Your goal – Locate each line in the records below that contains the string "concrete", with case counting, and copy those lines out.

Start of Working data

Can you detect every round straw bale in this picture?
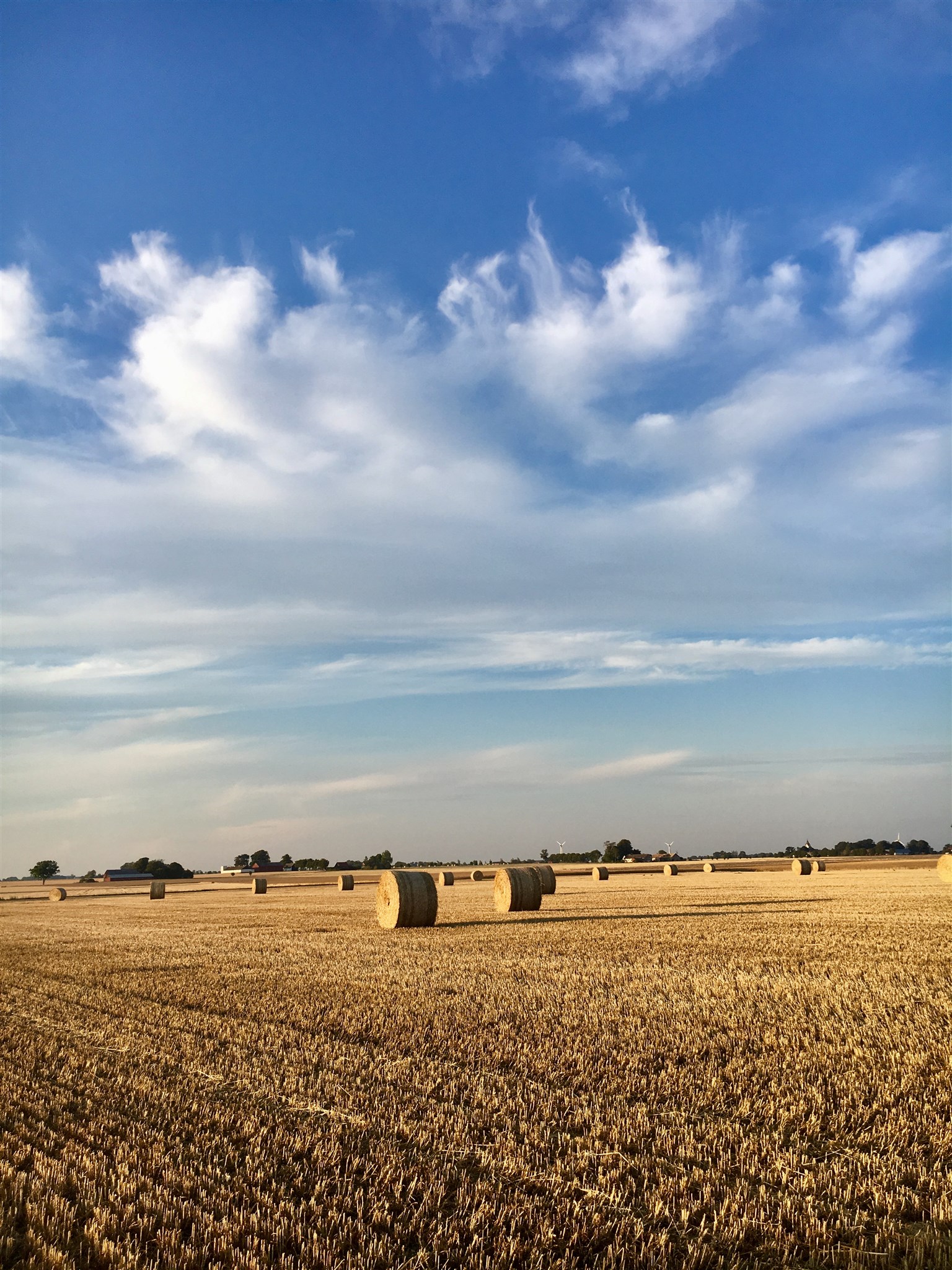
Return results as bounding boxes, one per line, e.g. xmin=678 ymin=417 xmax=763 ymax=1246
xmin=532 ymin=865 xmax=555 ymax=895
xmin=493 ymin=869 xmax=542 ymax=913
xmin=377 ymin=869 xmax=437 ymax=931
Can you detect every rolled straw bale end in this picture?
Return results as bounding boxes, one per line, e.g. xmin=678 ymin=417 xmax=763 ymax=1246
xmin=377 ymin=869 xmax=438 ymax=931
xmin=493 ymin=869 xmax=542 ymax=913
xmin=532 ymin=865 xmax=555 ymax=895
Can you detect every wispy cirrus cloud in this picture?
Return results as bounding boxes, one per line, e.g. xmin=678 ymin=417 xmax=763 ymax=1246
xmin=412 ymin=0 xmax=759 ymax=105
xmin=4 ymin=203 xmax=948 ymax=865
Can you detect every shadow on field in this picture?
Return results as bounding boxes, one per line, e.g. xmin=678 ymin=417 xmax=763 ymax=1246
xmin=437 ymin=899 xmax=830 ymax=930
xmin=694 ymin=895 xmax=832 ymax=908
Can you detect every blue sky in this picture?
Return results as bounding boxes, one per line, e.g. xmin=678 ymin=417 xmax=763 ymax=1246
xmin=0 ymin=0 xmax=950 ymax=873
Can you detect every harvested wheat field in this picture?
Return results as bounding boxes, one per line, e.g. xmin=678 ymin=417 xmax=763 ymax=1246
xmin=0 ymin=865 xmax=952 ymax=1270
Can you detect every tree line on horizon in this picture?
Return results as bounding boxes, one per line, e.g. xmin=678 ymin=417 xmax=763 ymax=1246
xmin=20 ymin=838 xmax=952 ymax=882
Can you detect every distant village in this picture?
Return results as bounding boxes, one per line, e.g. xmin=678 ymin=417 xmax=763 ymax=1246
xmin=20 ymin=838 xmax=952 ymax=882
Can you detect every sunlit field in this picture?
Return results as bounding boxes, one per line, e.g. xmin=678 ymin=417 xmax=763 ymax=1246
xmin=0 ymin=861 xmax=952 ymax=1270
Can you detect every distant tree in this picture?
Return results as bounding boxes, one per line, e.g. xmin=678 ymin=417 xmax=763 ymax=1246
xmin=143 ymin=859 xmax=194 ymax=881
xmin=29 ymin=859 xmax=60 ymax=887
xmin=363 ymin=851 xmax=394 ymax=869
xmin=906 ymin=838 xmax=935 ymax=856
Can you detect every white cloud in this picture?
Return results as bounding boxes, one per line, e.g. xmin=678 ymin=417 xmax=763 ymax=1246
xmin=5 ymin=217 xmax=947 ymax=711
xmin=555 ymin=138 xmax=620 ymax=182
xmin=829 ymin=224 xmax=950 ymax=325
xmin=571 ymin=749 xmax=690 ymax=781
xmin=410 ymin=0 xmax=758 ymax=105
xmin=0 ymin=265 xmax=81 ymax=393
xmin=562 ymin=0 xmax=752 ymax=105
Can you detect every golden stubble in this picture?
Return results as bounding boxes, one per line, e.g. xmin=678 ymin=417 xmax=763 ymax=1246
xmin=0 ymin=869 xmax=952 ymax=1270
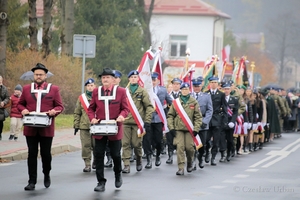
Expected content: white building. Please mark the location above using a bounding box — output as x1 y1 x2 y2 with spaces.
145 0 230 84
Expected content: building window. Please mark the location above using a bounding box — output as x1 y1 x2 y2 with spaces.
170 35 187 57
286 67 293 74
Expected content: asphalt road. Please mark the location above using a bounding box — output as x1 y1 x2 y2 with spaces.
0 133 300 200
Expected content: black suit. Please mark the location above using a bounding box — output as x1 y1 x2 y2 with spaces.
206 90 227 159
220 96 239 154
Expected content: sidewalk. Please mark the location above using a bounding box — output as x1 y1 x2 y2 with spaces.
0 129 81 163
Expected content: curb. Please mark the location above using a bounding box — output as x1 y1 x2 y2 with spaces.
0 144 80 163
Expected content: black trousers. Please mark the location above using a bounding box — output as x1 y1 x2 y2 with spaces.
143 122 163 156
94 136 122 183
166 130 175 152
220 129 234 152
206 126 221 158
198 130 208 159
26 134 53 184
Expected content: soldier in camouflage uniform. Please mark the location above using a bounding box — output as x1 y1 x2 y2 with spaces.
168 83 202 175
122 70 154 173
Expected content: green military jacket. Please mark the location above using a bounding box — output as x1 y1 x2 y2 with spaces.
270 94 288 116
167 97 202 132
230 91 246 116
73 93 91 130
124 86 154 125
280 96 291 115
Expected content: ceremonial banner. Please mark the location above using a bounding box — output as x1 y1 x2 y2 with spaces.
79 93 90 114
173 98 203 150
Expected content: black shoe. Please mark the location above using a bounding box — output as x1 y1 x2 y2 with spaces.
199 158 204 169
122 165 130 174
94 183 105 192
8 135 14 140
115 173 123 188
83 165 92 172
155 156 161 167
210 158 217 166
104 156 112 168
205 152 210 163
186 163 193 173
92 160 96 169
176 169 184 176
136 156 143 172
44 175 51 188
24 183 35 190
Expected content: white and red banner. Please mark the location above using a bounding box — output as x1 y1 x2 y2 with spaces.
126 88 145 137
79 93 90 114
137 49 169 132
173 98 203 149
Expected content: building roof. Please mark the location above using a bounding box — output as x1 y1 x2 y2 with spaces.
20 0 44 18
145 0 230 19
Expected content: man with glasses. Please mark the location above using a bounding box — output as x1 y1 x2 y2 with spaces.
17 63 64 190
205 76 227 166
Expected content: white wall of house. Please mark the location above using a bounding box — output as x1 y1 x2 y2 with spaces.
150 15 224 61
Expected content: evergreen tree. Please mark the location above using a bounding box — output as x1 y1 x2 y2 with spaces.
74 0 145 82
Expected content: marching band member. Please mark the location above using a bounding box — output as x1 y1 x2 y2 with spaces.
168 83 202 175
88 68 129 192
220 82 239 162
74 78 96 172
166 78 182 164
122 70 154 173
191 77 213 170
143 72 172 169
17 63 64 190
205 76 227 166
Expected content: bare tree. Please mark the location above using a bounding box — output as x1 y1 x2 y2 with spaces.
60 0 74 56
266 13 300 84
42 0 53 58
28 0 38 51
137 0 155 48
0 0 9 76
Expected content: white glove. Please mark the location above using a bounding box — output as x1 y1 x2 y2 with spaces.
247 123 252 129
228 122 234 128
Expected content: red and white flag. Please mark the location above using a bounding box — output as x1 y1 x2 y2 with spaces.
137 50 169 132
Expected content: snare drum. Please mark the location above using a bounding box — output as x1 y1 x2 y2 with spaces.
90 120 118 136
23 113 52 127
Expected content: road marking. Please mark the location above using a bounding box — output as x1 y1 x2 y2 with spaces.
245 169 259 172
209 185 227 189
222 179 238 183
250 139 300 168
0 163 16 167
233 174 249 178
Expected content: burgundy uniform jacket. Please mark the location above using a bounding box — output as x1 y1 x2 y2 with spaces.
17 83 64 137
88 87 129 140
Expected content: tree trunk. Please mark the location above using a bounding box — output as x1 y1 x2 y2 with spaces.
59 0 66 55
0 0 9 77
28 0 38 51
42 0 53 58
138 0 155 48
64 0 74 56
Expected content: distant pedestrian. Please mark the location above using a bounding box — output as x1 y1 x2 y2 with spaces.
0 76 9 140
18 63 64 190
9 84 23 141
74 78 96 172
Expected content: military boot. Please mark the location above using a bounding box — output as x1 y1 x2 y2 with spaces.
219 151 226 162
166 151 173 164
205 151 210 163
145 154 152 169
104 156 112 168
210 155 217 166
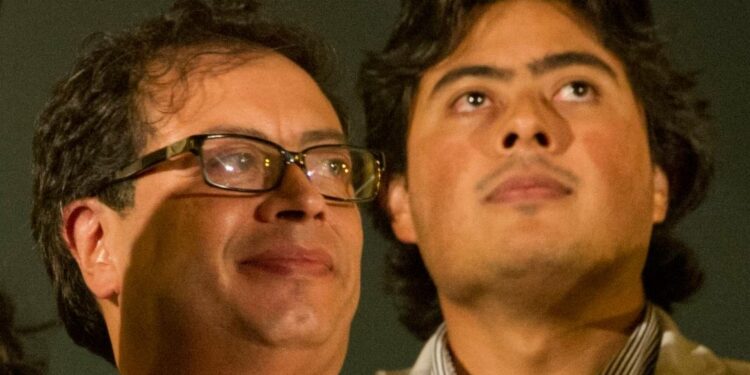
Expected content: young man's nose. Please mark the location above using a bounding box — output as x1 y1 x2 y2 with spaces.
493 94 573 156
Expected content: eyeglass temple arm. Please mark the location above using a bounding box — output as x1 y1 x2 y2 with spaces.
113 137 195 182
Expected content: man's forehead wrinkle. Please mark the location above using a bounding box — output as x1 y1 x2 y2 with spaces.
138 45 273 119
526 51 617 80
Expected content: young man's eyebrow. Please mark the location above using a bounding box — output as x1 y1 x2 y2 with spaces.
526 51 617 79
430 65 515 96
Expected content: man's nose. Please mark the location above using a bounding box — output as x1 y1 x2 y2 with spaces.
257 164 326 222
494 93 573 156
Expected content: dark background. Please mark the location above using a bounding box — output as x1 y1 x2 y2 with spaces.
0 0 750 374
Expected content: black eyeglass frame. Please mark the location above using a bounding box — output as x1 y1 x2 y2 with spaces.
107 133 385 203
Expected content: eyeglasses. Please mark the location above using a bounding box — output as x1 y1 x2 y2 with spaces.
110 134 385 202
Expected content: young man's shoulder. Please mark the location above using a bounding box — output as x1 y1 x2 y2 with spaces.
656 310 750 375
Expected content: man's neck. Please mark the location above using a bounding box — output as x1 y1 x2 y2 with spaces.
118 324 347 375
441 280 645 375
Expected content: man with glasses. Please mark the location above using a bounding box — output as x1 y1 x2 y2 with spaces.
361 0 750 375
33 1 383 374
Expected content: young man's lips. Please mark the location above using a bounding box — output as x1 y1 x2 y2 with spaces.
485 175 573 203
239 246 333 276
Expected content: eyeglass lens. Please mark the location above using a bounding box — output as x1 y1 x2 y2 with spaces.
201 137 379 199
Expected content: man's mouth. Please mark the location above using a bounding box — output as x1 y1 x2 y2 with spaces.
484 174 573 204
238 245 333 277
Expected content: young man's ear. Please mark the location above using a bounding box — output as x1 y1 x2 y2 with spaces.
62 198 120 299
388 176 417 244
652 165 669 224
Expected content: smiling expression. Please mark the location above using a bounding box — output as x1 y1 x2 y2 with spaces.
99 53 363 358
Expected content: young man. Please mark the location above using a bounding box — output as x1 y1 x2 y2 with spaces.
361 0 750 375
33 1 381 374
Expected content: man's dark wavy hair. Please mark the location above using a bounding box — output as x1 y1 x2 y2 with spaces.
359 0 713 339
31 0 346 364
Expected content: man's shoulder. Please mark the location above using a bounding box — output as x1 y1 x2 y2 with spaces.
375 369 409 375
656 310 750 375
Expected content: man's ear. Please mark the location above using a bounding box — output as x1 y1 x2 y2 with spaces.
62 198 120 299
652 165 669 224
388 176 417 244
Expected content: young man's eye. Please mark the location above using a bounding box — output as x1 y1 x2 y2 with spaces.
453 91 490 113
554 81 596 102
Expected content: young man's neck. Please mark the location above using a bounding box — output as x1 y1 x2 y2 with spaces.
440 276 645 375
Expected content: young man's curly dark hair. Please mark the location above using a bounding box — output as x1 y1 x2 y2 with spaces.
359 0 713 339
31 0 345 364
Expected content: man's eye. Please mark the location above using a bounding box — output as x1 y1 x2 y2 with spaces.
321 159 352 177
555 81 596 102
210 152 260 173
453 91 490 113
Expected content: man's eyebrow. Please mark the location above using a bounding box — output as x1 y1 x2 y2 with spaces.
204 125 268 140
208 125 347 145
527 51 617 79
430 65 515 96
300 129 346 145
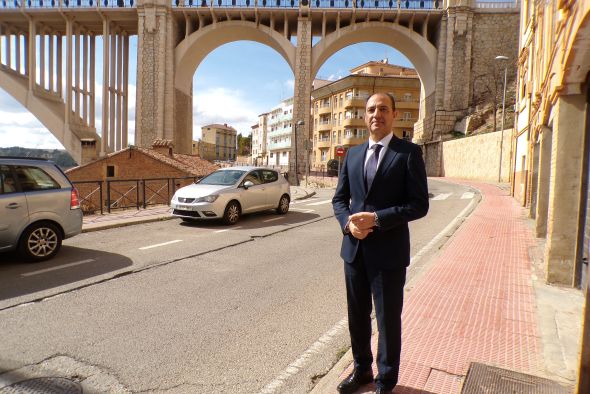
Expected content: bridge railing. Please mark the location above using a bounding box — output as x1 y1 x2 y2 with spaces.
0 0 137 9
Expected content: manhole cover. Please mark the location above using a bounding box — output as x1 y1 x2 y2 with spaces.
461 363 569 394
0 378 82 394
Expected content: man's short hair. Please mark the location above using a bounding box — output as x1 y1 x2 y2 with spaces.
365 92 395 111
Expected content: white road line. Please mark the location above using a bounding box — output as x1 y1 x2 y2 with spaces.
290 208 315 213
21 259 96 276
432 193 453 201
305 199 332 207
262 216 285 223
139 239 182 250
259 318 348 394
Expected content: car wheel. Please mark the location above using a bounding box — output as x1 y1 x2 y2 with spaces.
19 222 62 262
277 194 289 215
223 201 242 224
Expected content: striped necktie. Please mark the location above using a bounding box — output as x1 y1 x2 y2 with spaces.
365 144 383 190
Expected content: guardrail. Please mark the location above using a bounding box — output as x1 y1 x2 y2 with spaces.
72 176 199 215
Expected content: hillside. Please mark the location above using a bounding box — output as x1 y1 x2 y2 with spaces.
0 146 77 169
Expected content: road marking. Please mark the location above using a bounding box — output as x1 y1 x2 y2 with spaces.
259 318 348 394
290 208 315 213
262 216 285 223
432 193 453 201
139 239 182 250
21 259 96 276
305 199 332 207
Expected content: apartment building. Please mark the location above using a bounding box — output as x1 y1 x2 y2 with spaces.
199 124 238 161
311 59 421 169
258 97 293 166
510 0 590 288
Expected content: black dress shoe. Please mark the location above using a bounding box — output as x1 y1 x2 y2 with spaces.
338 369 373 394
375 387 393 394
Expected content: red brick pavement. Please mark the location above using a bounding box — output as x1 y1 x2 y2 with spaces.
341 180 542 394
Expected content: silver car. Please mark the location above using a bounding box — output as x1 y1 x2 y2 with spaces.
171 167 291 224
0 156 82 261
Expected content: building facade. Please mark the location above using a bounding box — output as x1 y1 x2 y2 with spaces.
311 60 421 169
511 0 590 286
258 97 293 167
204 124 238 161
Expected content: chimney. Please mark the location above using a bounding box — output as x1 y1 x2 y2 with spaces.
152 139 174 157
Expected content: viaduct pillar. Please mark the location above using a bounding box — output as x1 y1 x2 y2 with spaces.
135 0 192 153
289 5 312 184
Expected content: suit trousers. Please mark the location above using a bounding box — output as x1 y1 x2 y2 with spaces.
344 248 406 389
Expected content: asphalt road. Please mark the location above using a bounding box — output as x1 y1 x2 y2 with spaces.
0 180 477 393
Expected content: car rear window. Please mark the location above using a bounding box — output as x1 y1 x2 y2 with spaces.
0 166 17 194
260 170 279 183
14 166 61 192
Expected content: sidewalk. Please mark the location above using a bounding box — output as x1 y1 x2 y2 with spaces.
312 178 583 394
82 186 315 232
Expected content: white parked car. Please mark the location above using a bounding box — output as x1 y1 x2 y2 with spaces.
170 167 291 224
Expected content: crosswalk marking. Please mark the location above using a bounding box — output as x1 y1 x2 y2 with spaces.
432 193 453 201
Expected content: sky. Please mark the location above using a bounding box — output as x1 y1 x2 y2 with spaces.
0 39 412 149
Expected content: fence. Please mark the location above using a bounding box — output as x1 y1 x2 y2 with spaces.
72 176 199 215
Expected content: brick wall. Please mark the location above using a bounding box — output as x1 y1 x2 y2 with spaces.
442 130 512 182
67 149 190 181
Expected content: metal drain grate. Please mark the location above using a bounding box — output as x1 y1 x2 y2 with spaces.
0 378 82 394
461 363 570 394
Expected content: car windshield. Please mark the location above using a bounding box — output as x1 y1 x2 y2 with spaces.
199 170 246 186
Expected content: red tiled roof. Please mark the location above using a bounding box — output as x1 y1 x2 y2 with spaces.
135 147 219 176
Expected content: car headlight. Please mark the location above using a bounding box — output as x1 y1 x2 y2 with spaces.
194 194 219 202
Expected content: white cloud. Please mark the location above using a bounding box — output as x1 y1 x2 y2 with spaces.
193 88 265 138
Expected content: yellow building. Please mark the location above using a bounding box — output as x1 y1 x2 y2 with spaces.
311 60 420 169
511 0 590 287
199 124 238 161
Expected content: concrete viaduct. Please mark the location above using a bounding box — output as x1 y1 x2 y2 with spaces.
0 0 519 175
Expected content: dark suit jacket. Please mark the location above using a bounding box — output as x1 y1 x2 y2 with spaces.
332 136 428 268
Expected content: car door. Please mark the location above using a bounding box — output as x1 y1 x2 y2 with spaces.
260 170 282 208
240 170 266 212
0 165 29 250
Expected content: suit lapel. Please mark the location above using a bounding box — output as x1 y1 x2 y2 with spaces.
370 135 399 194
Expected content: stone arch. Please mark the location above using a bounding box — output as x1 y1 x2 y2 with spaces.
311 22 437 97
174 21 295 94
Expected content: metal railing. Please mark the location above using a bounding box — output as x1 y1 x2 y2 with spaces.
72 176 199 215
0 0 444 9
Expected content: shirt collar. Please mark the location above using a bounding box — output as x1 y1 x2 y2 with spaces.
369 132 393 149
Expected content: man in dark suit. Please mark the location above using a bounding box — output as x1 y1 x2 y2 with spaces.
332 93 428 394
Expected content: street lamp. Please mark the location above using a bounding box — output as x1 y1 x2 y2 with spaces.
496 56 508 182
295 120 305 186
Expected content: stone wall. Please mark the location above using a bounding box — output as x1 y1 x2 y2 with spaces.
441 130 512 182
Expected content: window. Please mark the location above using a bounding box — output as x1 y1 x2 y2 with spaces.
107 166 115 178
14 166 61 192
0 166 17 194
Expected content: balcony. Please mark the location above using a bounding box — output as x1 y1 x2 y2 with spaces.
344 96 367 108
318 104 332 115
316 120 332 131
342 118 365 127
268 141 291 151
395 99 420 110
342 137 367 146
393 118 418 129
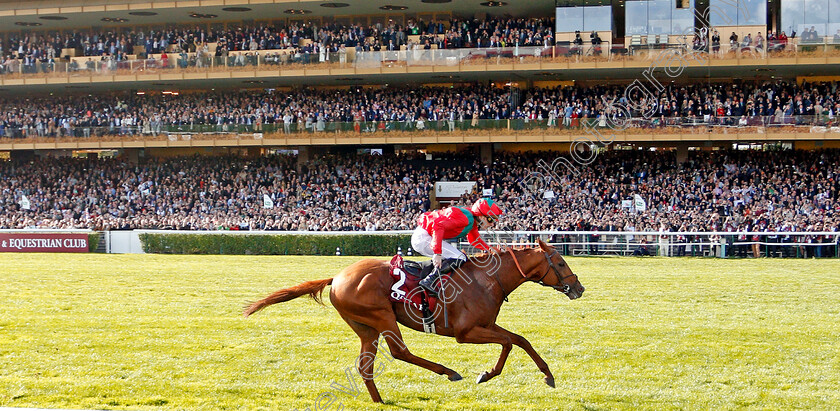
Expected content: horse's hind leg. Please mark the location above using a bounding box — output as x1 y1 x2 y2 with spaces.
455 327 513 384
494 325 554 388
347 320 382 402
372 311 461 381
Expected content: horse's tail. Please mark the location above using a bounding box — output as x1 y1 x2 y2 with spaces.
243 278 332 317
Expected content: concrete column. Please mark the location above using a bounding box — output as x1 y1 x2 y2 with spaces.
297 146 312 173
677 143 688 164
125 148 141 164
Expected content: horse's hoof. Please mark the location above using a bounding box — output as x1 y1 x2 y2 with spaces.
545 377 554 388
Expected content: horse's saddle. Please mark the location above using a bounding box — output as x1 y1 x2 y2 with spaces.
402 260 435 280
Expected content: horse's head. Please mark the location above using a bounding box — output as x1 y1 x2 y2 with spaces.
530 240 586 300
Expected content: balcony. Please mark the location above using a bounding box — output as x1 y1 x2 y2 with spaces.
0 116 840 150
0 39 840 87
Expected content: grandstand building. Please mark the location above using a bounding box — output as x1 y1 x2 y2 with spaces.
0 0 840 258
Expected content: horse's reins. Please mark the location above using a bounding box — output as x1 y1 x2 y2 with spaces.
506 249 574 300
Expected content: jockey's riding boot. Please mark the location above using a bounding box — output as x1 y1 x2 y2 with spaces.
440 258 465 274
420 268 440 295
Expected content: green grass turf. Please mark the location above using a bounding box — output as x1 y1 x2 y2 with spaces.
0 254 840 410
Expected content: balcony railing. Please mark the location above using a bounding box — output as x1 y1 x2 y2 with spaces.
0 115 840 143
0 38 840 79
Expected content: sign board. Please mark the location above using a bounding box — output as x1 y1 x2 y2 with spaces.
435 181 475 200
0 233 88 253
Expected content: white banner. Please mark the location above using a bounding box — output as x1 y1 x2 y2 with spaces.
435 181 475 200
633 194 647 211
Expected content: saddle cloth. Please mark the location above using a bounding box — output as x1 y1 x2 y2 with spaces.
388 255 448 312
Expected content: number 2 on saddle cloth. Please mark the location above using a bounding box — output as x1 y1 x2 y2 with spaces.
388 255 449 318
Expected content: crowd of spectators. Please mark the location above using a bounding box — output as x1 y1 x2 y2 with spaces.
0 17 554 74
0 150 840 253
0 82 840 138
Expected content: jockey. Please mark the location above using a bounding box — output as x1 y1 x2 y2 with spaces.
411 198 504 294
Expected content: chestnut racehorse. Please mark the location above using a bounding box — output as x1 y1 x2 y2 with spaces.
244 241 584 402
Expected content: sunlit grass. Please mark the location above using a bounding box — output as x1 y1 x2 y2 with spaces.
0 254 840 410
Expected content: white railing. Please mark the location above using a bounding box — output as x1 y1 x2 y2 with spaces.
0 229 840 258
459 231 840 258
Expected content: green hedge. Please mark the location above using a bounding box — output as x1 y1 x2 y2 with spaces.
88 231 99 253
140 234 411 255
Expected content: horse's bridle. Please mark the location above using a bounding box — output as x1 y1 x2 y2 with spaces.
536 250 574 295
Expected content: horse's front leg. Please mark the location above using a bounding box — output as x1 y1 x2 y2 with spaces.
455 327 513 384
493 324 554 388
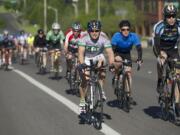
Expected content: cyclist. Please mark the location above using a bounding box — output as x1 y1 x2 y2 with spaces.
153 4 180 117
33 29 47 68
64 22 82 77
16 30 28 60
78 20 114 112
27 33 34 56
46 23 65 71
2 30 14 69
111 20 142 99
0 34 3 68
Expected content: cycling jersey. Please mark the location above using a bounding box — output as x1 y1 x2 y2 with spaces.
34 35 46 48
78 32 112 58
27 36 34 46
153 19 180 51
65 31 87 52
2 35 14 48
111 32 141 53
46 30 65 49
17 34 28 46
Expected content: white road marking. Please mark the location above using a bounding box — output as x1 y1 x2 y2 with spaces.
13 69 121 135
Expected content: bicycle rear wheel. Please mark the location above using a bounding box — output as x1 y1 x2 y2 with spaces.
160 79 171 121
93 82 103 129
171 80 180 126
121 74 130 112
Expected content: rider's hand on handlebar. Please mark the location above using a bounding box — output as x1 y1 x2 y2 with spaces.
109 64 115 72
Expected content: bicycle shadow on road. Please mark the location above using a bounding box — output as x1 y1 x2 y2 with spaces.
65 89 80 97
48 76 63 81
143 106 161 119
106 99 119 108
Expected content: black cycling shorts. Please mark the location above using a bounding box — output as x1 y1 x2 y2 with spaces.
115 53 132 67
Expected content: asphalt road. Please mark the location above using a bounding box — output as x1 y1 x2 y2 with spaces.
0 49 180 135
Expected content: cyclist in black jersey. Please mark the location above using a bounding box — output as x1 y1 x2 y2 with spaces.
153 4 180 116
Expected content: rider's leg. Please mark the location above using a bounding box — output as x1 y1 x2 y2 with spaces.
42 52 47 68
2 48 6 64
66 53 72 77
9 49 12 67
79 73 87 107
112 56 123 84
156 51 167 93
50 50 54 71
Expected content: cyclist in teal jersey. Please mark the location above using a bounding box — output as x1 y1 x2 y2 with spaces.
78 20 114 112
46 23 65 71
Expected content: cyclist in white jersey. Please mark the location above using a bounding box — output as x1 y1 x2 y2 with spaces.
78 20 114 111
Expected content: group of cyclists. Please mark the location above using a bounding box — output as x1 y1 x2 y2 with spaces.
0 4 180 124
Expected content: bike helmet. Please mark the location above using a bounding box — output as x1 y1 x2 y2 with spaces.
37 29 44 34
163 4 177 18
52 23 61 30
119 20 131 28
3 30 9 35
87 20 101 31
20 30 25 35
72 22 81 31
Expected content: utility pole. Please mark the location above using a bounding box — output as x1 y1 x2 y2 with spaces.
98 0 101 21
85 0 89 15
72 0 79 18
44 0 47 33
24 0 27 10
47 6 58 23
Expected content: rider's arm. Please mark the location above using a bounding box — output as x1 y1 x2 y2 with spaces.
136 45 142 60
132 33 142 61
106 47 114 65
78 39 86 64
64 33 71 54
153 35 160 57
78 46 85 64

End of Working data

In response –
Expected content: concrete viaduct. Please mark the location above using a bounding box — output as x1 y1 x2 y2 with spaces.
Expected content: concrete column. Please mark the location above using a bounding box — output as x1 y1 x2 y2 with spaces.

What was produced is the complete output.